-- Excerpt to read follows --
A failed transfer is understandably an emotionally difficult time for patients. Multiple failed transfers compound this stress and can be extremely costly as well. When a failed transfer occurs, patients are left questioning "Why didn’t it work?" "Is something wrong with me?" and looking for answers.

Where to Look After a Failed Transfer?

To try and develop a treatment strategy that has the best chance of success on a subsequent attempt, we need to look for answers in the right places. I often hear questions about the role of Natural Killer cells and role of a good uterine lining in the context of failed transfers, so it is important to address these concerns. However, the most common reason an embryo fails to implant is that the embryo is chromosomally abnormal i.e. is missing a chromosome or has an extra chromosome and cannot develop into a viable pregnancy and a healthy baby.

Natural Killer Cells are white blood cells that play an essential role in the body’s immune system by targeting and destroying foreign cells. They are present in the blood and also in the uterine lining. It has been suggested that Natural Killer cells play a part in pregnancy and that elevated levels may cause miscarriage by rejecting an embryo. While some physicians and clinicians subscribe to this theory and point to some studies as evidence, a detrimental role for elevated Natural Killer cell levels has yet to be conclusively demonstrated and there is evidence that Natural Killer cells in the uterus operate differently to those in the rest of the body. Complicating matters is that there is no standardised way to measure Natural Killer cell levels or agreement on what comprises elevated levels.
-- Excerpt to read concluded --
-- Listed entries follows --
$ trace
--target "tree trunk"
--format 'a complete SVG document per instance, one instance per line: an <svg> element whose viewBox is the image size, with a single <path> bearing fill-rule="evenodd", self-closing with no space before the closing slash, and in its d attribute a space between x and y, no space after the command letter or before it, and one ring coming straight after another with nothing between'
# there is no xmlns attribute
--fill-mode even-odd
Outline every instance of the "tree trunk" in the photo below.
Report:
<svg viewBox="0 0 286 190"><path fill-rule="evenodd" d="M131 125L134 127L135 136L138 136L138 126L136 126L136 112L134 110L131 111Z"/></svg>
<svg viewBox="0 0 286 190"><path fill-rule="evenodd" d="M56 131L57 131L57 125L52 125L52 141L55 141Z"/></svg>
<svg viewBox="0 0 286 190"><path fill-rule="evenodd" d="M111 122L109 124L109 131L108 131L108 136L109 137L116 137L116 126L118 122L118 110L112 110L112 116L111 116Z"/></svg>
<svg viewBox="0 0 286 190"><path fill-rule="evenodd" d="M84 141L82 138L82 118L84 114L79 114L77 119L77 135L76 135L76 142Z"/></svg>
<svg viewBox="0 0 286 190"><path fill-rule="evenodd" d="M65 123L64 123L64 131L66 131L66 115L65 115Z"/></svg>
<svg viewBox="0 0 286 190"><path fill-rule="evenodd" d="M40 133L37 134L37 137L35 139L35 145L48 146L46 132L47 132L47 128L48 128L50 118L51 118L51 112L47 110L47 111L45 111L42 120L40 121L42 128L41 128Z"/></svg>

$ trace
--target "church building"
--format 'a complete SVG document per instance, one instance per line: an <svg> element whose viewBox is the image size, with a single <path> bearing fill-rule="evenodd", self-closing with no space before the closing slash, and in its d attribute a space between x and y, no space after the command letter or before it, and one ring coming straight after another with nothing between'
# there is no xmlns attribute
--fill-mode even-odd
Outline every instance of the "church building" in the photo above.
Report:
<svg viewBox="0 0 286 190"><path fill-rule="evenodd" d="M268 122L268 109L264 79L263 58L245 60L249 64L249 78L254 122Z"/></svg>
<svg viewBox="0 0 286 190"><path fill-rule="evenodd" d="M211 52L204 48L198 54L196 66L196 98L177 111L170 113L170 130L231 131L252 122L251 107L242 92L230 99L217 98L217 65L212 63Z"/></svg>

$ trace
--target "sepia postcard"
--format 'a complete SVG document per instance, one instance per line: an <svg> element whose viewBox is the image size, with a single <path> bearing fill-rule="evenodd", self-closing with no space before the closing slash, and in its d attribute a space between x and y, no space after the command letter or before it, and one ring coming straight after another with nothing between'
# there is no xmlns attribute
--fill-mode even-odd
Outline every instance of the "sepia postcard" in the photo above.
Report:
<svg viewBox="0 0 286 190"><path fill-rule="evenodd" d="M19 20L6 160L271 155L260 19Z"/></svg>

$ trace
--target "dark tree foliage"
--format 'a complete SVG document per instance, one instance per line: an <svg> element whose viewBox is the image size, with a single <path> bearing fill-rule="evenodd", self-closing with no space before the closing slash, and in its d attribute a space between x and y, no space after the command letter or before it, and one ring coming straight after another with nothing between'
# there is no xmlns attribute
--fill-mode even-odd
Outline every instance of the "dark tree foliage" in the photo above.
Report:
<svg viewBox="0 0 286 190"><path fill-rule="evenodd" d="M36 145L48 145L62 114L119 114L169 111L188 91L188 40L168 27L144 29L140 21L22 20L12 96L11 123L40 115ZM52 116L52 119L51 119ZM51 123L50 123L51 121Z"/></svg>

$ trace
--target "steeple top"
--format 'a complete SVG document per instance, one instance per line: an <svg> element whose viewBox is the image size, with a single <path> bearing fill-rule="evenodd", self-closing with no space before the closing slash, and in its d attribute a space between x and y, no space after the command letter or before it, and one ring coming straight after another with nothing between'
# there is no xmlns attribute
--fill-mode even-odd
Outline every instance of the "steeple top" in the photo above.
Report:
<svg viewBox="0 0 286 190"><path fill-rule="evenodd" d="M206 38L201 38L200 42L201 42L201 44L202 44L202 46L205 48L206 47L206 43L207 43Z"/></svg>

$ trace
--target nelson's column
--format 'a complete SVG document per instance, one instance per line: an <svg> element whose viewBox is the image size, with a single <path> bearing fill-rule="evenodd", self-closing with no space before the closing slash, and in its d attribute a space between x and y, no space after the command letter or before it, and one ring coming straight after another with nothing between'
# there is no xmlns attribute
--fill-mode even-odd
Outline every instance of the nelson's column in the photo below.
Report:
-- Listed entries concluded --
◆ **Activity A**: According to the excerpt on failed embryo transfers, what is the most common reason an embryo fails to implant?
◆ **Activity B**: In the excerpt on failed embryo transfers, rewrite the passage from "Where to Look" to "a healthy baby.", with "embryo" replaced by "blastocyst".
◆ **Activity C**: Shorten the paragraph of the failed-transfer excerpt that begins "Natural Killer Cells are white blood cells" while keeping its main facts.

◆ **Task output A**: The embryo is chromosomally abnormal, meaning it is missing a chromosome or has an extra one.

◆ **Task output B**:
Where to Look After a Failed Transfer?

To try and develop a treatment strategy that has the best chance of success on a subsequent attempt, we need to look for answers in the right places. I often hear questions about the role of Natural Killer cells and role of a good uterine lining in the context of failed transfers, so it is important to address these concerns. However, the most common reason an blastocyst fails to implant is that the blastocyst is chromosomally abnormal i.e. is missing a chromosome or has an extra chromosome and cannot develop into a viable pregnancy and a healthy baby.

◆ **Task output C**: Natural Killer cells are immune white blood cells that destroy foreign cells and are found in the blood and uterine lining. Some believe high levels cause miscarriage by rejecting an embryo. However, this harmful role has not been conclusively shown, and uterine Natural Killer cells seem to work differently from those elsewhere in the body. There is also no standard way to measure them and no agreement on what counts as elevated.